> **STATED PROBLEM**: Gather every line in the data below that contains the string "mirror", and copy each of those lines in full.

(Segmentation labeling data)
## START
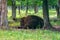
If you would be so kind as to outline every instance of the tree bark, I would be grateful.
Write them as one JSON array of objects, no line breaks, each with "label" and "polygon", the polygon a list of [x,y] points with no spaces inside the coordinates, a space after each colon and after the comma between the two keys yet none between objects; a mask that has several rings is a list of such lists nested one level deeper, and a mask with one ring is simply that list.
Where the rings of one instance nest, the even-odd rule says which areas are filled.
[{"label": "tree bark", "polygon": [[12,18],[16,18],[16,1],[12,0]]},{"label": "tree bark", "polygon": [[26,3],[26,14],[28,13],[28,0],[27,0],[27,3]]},{"label": "tree bark", "polygon": [[37,7],[37,3],[34,2],[34,12],[37,13],[38,12],[38,7]]},{"label": "tree bark", "polygon": [[60,19],[60,0],[58,0],[56,10],[57,10],[57,18]]},{"label": "tree bark", "polygon": [[1,0],[1,23],[3,29],[9,29],[7,19],[7,0]]},{"label": "tree bark", "polygon": [[50,20],[49,20],[49,12],[48,12],[48,0],[43,0],[43,17],[44,17],[44,29],[51,28]]}]

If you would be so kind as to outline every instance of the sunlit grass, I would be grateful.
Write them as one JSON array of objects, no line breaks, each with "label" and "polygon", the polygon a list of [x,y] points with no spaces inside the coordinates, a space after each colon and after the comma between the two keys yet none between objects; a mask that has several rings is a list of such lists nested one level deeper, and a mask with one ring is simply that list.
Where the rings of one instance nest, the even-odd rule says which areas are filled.
[{"label": "sunlit grass", "polygon": [[0,40],[60,40],[60,32],[49,30],[0,30]]}]

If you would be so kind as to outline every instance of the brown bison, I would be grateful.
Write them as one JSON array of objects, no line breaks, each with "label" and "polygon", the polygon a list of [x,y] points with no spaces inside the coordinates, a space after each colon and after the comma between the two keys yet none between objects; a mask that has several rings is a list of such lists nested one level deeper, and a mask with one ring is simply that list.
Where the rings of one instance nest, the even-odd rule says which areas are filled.
[{"label": "brown bison", "polygon": [[28,15],[26,17],[21,18],[20,27],[23,29],[36,29],[39,25],[39,28],[42,28],[44,25],[44,21],[42,18],[36,15]]}]

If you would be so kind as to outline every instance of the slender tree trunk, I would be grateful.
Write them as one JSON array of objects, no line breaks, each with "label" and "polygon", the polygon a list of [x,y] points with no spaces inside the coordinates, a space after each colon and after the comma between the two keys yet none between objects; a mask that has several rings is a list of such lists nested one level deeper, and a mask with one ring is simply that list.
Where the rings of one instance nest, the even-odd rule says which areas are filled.
[{"label": "slender tree trunk", "polygon": [[20,14],[20,6],[18,6],[18,11],[19,11],[19,14]]},{"label": "slender tree trunk", "polygon": [[57,18],[60,19],[60,0],[58,0],[56,9],[57,9]]},{"label": "slender tree trunk", "polygon": [[1,1],[1,24],[3,29],[8,29],[8,19],[7,19],[7,0],[0,0]]},{"label": "slender tree trunk", "polygon": [[38,12],[38,7],[37,7],[36,2],[34,2],[34,12],[35,12],[35,13],[37,13],[37,12]]},{"label": "slender tree trunk", "polygon": [[22,0],[21,0],[21,10],[22,10]]},{"label": "slender tree trunk", "polygon": [[44,17],[44,28],[51,28],[49,21],[49,12],[48,12],[48,0],[43,0],[43,17]]},{"label": "slender tree trunk", "polygon": [[26,14],[28,13],[28,0],[27,0],[27,3],[26,3]]},{"label": "slender tree trunk", "polygon": [[16,1],[12,0],[12,18],[16,18]]}]

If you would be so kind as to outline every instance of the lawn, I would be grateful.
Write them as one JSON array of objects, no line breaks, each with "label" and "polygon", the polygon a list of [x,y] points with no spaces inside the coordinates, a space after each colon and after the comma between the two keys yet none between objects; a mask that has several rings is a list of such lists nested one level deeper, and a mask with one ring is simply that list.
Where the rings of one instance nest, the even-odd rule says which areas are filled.
[{"label": "lawn", "polygon": [[0,30],[0,40],[60,40],[60,32],[50,30]]},{"label": "lawn", "polygon": [[[29,13],[28,15],[33,15],[34,13]],[[50,10],[49,11],[50,18],[56,18],[56,11]],[[22,16],[23,15],[23,16]],[[39,10],[37,16],[42,16],[42,10]],[[21,14],[16,14],[16,18],[24,17],[25,11],[21,10]],[[52,16],[52,17],[51,17]],[[8,21],[12,20],[11,18],[11,10],[8,10]],[[54,22],[53,20],[50,21],[51,24],[60,25],[60,21]],[[10,21],[9,26],[19,26],[19,22]],[[60,32],[58,31],[51,31],[51,30],[29,30],[29,29],[11,29],[11,30],[0,30],[0,40],[60,40]]]},{"label": "lawn", "polygon": [[[18,10],[16,10],[16,18],[22,18],[24,16],[26,16],[26,10],[21,10],[21,13],[19,14],[18,13]],[[57,15],[56,15],[56,10],[55,9],[50,9],[49,10],[49,18],[50,19],[53,19],[51,22],[51,24],[54,26],[54,25],[60,25],[60,21],[56,21],[54,22],[54,18],[56,19],[57,18]],[[38,11],[38,13],[34,13],[33,10],[29,10],[28,11],[28,14],[27,15],[37,15],[39,17],[42,17],[43,18],[43,11],[42,9]],[[12,20],[12,11],[11,10],[8,10],[8,21],[11,21]],[[11,21],[9,23],[9,26],[20,26],[20,23],[19,21],[18,22],[14,22],[14,21]]]}]

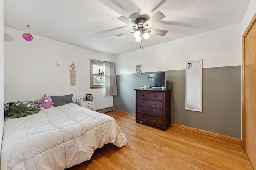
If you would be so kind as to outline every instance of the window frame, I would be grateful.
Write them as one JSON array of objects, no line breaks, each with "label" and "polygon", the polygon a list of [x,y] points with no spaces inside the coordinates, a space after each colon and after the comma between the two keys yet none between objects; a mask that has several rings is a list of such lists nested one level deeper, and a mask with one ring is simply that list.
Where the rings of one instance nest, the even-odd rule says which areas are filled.
[{"label": "window frame", "polygon": [[[104,85],[94,85],[93,84],[93,68],[94,64],[102,65],[105,66],[105,62],[104,61],[97,61],[96,60],[91,60],[91,89],[92,88],[106,88],[106,83]],[[105,75],[102,76],[105,76]],[[105,76],[106,77],[106,76]]]}]

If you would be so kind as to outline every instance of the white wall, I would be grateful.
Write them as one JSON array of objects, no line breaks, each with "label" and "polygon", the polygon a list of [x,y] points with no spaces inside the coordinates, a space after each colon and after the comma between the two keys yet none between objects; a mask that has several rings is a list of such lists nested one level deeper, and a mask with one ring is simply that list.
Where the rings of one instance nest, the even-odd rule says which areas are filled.
[{"label": "white wall", "polygon": [[256,0],[251,0],[247,10],[241,22],[241,33],[242,35],[256,12]]},{"label": "white wall", "polygon": [[[4,129],[4,0],[0,0],[0,148],[2,145]],[[0,155],[1,150],[0,149]]]},{"label": "white wall", "polygon": [[[92,94],[94,110],[113,106],[113,97],[105,97],[105,89],[90,89],[89,59],[113,61],[113,57],[36,35],[27,41],[24,32],[9,27],[5,27],[4,32],[5,102],[39,100],[45,93],[73,94],[75,102],[78,97]],[[60,66],[55,65],[57,61]],[[78,67],[76,85],[72,86],[68,65],[72,62]]]},{"label": "white wall", "polygon": [[241,53],[239,23],[119,55],[114,60],[118,75],[135,73],[136,65],[142,72],[185,69],[186,61],[199,59],[203,68],[241,65]]}]

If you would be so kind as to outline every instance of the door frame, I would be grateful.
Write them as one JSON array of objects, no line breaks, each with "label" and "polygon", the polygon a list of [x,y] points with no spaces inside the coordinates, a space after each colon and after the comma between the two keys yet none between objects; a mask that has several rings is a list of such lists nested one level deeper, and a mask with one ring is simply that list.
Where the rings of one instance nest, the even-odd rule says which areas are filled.
[{"label": "door frame", "polygon": [[243,59],[242,59],[242,146],[244,147],[244,117],[245,117],[245,110],[244,110],[244,57],[245,57],[245,47],[244,47],[244,41],[245,41],[245,37],[247,35],[247,34],[249,32],[249,31],[252,27],[252,25],[256,22],[256,12],[254,14],[252,19],[251,20],[251,21],[249,23],[247,28],[244,31],[244,33],[242,35],[242,53],[243,53]]}]

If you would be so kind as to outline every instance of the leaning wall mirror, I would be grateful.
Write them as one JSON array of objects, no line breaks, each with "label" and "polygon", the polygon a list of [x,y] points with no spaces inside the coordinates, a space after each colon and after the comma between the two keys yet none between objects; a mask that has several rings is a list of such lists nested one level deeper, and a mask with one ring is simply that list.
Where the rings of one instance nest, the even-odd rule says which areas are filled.
[{"label": "leaning wall mirror", "polygon": [[186,62],[186,110],[202,111],[202,59]]}]

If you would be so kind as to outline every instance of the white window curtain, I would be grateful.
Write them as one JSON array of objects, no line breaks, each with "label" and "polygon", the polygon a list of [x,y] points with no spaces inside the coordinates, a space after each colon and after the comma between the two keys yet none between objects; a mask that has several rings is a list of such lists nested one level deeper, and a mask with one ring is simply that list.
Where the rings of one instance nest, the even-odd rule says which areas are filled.
[{"label": "white window curtain", "polygon": [[105,63],[106,96],[117,96],[116,77],[114,63]]}]

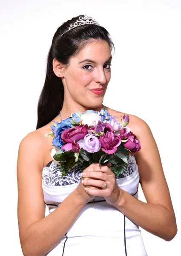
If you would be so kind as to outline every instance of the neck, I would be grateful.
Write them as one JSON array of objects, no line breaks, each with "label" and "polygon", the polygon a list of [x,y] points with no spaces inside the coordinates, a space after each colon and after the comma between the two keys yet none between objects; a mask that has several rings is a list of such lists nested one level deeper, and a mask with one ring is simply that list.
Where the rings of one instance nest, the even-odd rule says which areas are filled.
[{"label": "neck", "polygon": [[[82,108],[80,108],[78,110],[77,109],[74,109],[72,108],[66,108],[65,106],[64,107],[64,105],[63,105],[62,109],[61,109],[60,111],[60,119],[61,119],[61,117],[62,118],[62,120],[63,120],[64,119],[66,119],[66,118],[67,118],[67,115],[68,115],[69,116],[70,116],[72,112],[76,112],[77,111],[79,111],[80,112],[83,113],[83,112],[85,112],[86,110],[89,110],[89,109],[91,109],[92,110],[94,110],[94,111],[100,111],[102,108],[103,108],[103,109],[104,110],[105,110],[105,107],[103,105],[103,104],[102,104],[99,107],[96,108],[87,108],[87,107],[83,107]],[[62,120],[60,120],[60,121],[62,121]]]}]

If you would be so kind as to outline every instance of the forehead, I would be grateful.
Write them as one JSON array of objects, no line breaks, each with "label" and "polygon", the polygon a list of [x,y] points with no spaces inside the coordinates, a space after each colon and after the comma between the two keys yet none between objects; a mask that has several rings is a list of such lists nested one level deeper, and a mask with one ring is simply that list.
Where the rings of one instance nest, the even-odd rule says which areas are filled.
[{"label": "forehead", "polygon": [[106,61],[110,56],[111,50],[107,42],[94,40],[88,42],[75,57],[78,61],[89,58],[99,62],[99,61]]}]

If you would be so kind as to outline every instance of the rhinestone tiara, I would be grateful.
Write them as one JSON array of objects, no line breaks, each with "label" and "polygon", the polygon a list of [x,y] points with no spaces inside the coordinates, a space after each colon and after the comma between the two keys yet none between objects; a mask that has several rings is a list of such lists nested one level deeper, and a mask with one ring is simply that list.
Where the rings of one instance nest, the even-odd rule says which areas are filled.
[{"label": "rhinestone tiara", "polygon": [[95,20],[93,20],[92,17],[89,17],[86,15],[84,15],[83,17],[80,16],[78,18],[79,20],[77,20],[74,24],[70,25],[69,29],[67,30],[66,30],[65,32],[62,34],[60,36],[68,31],[69,31],[77,26],[82,26],[86,24],[95,24],[100,26],[99,24]]}]

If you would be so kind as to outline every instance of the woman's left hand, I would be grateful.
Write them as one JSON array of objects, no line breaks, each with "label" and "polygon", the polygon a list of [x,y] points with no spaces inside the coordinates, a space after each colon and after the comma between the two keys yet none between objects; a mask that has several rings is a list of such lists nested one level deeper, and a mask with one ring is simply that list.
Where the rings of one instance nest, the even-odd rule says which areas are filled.
[{"label": "woman's left hand", "polygon": [[[102,196],[108,204],[115,205],[120,198],[121,189],[117,185],[115,174],[109,168],[111,164],[101,165],[100,167],[98,163],[95,164],[89,172],[82,173],[83,178],[86,178],[82,181],[85,186],[84,189],[88,194]],[[106,184],[106,187],[104,188]],[[95,186],[96,189],[92,189],[89,186]]]}]

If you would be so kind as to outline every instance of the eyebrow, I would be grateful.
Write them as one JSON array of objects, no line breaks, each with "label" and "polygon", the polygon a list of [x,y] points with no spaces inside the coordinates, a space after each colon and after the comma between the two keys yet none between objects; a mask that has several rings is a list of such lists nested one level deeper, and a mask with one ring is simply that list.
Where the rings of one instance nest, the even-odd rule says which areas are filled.
[{"label": "eyebrow", "polygon": [[[110,59],[112,59],[112,56],[111,56],[111,57],[109,58],[107,60],[107,61],[106,61],[106,62],[107,62],[107,61],[109,61]],[[85,59],[85,60],[83,60],[83,61],[82,61],[80,62],[79,62],[78,64],[80,64],[80,63],[82,63],[82,62],[85,62],[86,61],[87,61],[88,62],[92,62],[92,63],[96,63],[94,61],[92,61],[92,60],[91,60],[90,59]]]}]

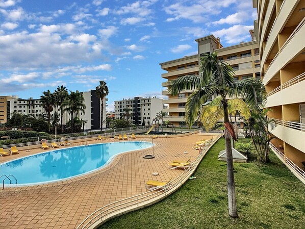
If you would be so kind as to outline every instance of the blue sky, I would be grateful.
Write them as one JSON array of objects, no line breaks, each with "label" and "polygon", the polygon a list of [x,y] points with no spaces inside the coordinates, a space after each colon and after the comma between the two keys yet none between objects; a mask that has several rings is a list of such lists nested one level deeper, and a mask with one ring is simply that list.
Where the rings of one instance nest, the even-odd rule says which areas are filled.
[{"label": "blue sky", "polygon": [[0,94],[39,98],[104,80],[109,110],[162,97],[159,63],[194,54],[194,39],[211,34],[225,47],[249,41],[256,17],[251,0],[0,0]]}]

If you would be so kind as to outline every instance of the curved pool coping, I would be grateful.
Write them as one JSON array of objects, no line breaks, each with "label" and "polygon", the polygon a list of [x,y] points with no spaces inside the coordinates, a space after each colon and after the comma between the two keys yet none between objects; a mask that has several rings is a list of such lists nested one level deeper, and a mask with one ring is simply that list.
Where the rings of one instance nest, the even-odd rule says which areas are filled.
[{"label": "curved pool coping", "polygon": [[[121,142],[121,141],[119,141],[119,142],[102,142],[102,143],[94,143],[94,144],[89,144],[88,146],[90,145],[101,145],[101,144],[119,144],[120,143],[122,142],[141,142],[141,141],[125,141],[123,142]],[[27,183],[27,184],[5,184],[5,187],[27,187],[27,186],[38,186],[38,185],[45,185],[45,184],[50,184],[50,183],[54,183],[56,182],[62,182],[64,181],[66,181],[66,180],[71,180],[71,179],[75,179],[75,178],[79,178],[83,176],[85,176],[86,175],[88,175],[90,173],[92,173],[94,172],[96,172],[98,171],[99,170],[100,170],[101,169],[104,169],[105,168],[107,168],[107,167],[112,165],[111,163],[112,162],[114,161],[114,160],[117,157],[117,156],[121,156],[121,155],[123,154],[125,154],[125,153],[128,153],[128,152],[136,152],[139,150],[141,150],[143,149],[148,149],[149,148],[152,147],[153,146],[156,146],[156,144],[152,144],[152,142],[150,142],[149,141],[147,141],[147,142],[149,142],[150,144],[151,144],[151,146],[149,146],[149,147],[147,147],[146,148],[143,148],[142,149],[134,149],[134,150],[128,150],[128,151],[123,151],[122,152],[119,152],[118,154],[115,154],[115,155],[113,155],[112,156],[111,156],[110,157],[110,158],[109,158],[108,159],[108,160],[105,163],[105,164],[104,164],[103,165],[102,165],[101,166],[98,167],[98,168],[96,168],[96,169],[94,169],[92,170],[90,170],[88,172],[84,172],[83,173],[81,173],[79,175],[75,175],[74,176],[69,176],[68,177],[66,177],[66,178],[63,178],[62,179],[58,179],[58,180],[52,180],[52,181],[45,181],[45,182],[36,182],[36,183]],[[13,160],[11,160],[10,161],[8,161],[2,163],[0,163],[0,166],[13,162],[13,161],[17,161],[18,160],[20,160],[20,159],[22,159],[23,158],[29,158],[30,157],[32,157],[32,156],[34,156],[35,155],[39,155],[40,154],[48,154],[49,152],[54,152],[54,151],[59,151],[60,150],[62,150],[62,149],[70,149],[73,148],[77,148],[77,147],[86,147],[87,146],[86,145],[78,145],[78,146],[71,146],[71,147],[67,147],[67,148],[61,148],[61,149],[56,149],[55,150],[49,150],[49,151],[42,151],[41,152],[38,152],[37,154],[34,154],[33,155],[28,155],[26,156],[23,156],[23,157],[21,157],[20,158],[16,158],[15,159]],[[12,174],[13,175],[14,175],[13,174]],[[1,182],[2,182],[2,181]]]}]

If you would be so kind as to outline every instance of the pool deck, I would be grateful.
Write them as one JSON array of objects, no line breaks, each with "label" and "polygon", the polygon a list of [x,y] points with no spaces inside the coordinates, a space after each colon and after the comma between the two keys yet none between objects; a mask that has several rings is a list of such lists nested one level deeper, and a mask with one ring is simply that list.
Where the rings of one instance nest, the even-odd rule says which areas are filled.
[{"label": "pool deck", "polygon": [[[170,169],[168,164],[174,159],[188,160],[190,157],[193,161],[198,151],[192,149],[192,144],[212,137],[196,134],[159,138],[154,140],[154,159],[143,158],[145,155],[152,154],[152,148],[150,148],[121,154],[106,167],[76,178],[40,185],[5,187],[4,190],[1,187],[0,228],[75,228],[101,207],[146,192],[145,181],[165,181],[178,176],[184,170]],[[108,139],[91,141],[89,143],[118,141]],[[71,146],[82,144],[73,143]],[[19,155],[0,157],[0,163],[48,150],[20,151]],[[186,150],[188,154],[184,153]],[[154,172],[159,175],[152,175]]]}]

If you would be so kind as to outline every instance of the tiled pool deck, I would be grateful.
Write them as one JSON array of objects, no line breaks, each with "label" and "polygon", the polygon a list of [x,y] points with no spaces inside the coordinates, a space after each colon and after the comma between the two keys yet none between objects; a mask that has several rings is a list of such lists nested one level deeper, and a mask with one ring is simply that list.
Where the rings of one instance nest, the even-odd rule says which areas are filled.
[{"label": "tiled pool deck", "polygon": [[[150,148],[120,155],[107,167],[77,178],[41,185],[1,188],[0,228],[75,228],[101,207],[146,192],[145,181],[165,181],[178,176],[184,170],[170,169],[168,163],[173,159],[187,160],[190,157],[193,161],[198,151],[192,149],[192,144],[211,137],[194,134],[158,138],[154,140],[154,159],[142,157],[152,154]],[[117,139],[108,139],[89,143],[116,141]],[[71,146],[82,144],[73,143]],[[184,154],[186,150],[188,154]],[[19,155],[0,158],[0,163],[42,151],[21,151]],[[154,172],[159,175],[151,175]]]}]

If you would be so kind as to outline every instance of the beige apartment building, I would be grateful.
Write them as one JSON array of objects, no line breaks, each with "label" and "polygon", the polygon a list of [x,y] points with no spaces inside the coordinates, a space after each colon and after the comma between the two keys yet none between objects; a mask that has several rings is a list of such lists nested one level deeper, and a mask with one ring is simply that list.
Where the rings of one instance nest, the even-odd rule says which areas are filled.
[{"label": "beige apartment building", "polygon": [[305,184],[305,1],[253,0],[273,151]]},{"label": "beige apartment building", "polygon": [[[239,44],[225,47],[222,46],[219,38],[213,35],[195,40],[198,43],[198,54],[160,64],[162,69],[167,71],[162,74],[162,77],[167,80],[162,83],[162,86],[168,87],[168,81],[186,75],[197,74],[200,55],[214,51],[217,52],[220,60],[226,61],[235,70],[235,80],[250,77],[260,78],[259,43],[254,30],[249,32],[252,38],[251,41],[241,42]],[[175,126],[185,125],[185,104],[192,92],[185,90],[173,96],[168,89],[163,90],[162,95],[168,96],[167,99],[163,100],[163,104],[168,104],[168,108],[163,109],[163,112],[169,114],[168,117],[163,119],[164,121],[169,121]]]}]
## END
> **RIGHT ANSWER**:
If you would be so kind as to outline every instance of the leaning wall mirror, I would be grateful.
[{"label": "leaning wall mirror", "polygon": [[186,62],[186,110],[202,111],[202,59]]}]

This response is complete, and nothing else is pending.